■ Data extract:
□ □ □ □

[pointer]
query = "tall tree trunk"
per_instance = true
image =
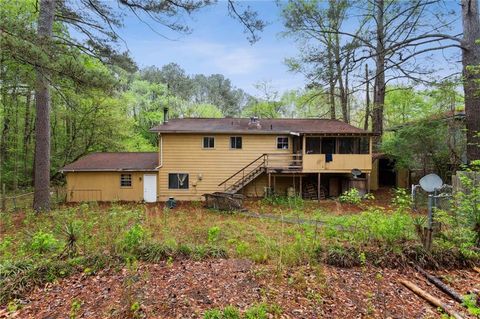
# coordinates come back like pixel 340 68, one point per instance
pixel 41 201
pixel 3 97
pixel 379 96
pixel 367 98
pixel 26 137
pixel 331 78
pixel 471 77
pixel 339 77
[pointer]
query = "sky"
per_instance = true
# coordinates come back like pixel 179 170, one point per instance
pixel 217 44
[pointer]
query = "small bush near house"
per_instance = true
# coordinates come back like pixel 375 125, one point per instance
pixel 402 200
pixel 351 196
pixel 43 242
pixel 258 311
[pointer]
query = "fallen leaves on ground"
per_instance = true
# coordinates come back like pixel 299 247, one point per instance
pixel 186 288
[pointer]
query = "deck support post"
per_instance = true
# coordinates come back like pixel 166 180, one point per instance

□ □ □ □

■ Short exercise:
Do not copy the pictures, but repeat every line exactly.

■ Exercise answer:
[pointer]
query = "tall tree trunk"
per_instance = true
image =
# coordinates come back like pixel 340 68, one point per instance
pixel 41 201
pixel 3 97
pixel 379 96
pixel 367 98
pixel 26 137
pixel 331 78
pixel 471 77
pixel 339 77
[pointer]
query = "sky"
per_instance = true
# coordinates come back like pixel 179 170, one point per instance
pixel 217 44
[pointer]
query = "small bush near house"
per_instance = true
# coordinates come back like pixel 375 125, one point per instance
pixel 402 200
pixel 351 196
pixel 43 242
pixel 258 311
[pointer]
query = "fallen leaves on ground"
per_instance = true
# coordinates come back like pixel 299 247, one point per instance
pixel 186 288
[pointer]
query = "deck support post"
per_instance = true
# coordinates come back like pixel 166 180, one point per instance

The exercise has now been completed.